## EXTRACT PROVIDED

# Dark or clear bottles?



## leelanau (Aug 22, 2006)

Hello all, I am preparing to bottle my German white kit that I have posts on here at the forum. I have taken the advice of many and asked a couple of local restaurants to save some bottles. I have plenty in one weekend. Question, ok to bottle my white in a bottle that contained a red? I would like to think it wouldn't matter but something tells me a dark bottle is better for reds and vice versa. Logical or doesn't matter? Your opinions as always are appreciated. And question 2, will my #9 corks work in all bottles?


----------



## paubin (Aug 22, 2006)

Leelanau, the bottom line is light will bleach out color from wines. Traditionally reds are usually in darker bottles and whites in lighter or clear. My feeling on this is use whatever you think will show off your wines the most.I have a very nicely colored blackberry that I want to put in clear bottles and a raisin sherry that I want to put in blue. Just keep in mind that light will effect the color over time.


Hope this helped you out.


Pete


----------



## WineNewbie (Aug 23, 2006)

I want to start a Riesling kit soon, and I notice that most commercial Rieslings I see are bottled in either blue or green bottles. 


It seems odd to me, since most whites are in clear bottles. Going onPete's reply above, I guessthe color of the bottledoesn't matter as much with whites. It seems to be more personal preference.


Is there, by chance, any other reason why a Riesling would not be bottled in clear bottles?


----------



## sangwitch (Aug 23, 2006)

The darker glass gives added protection to wine that is going to age longer. Generally whites are drunk while younger and therefore don't need the added protection. I don't think it matters much unless you're planning on aging your bottles for several years.


Here's an interesting article on bottle type/color


http://winemakermag.com/mrwizard/442.html


I saw a paper on this topic from UC Davis. I'll see if I can find it.


----------



## Funky Fish (Aug 23, 2006)

No real reason. If you look at Chardonneys, they are typically bottled in light amber/yellow bottles. The color of the glass has about as much impact on the wine as the shape of the bottle (ie none). Where you store your wines has a bigger impact. If you store your wines in sunlight all day long, the dark green bottles are not going to protect your wines much better than clear bottles in the long run.


Moral of the story - use whatever bottles you have handy so long as they are clean and sanitized, and store them in a dark area.


----------



## NorthernWinos (Aug 23, 2006)

Think most home winemakers use what they have on hand...
I have read someplace that in competition some red wines are put in clear bottles to show off the color...

## RECORD EXCERPTS

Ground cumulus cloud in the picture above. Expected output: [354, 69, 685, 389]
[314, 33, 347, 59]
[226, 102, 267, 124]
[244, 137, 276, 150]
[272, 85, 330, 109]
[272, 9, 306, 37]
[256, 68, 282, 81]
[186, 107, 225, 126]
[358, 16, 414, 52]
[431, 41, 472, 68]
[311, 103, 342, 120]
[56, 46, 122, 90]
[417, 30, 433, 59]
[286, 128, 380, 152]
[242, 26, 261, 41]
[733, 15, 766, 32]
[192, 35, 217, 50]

## EXERCISE GOAL
In the forum thread on bottle color, what color bottles are Chardonnays said to typically come in?

## COMPLETE RESPONSE
Light amber/yellow bottles.